__The request__
Restate the whole of the material. Keep every word, and drop the pictures.

__Input__

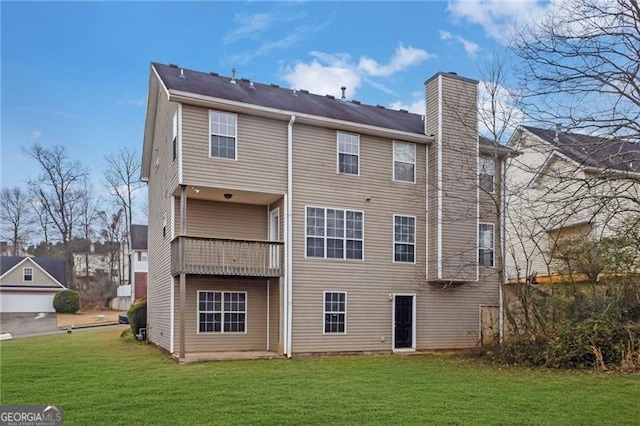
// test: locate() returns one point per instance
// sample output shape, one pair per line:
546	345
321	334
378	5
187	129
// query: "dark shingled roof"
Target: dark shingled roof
594	151
272	96
55	266
139	237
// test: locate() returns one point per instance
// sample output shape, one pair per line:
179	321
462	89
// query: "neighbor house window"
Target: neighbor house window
222	312
27	274
486	170
404	239
335	306
404	162
222	129
174	143
348	153
486	244
334	233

__Written reply__
// test: locate() returns one point per instance
// sample output shape, one pair per line:
546	345
321	334
378	5
187	129
// query: "dark shingled roof"
Target: dark shingled roof
594	151
272	96
55	266
139	237
// test: locate() returns one point per instance
// sample output shape, one pair per line:
179	321
462	89
// query: "neighbor house window"
Target: neighbor house window
222	312
27	274
486	170
404	239
335	306
404	162
222	129
174	143
348	153
486	244
334	233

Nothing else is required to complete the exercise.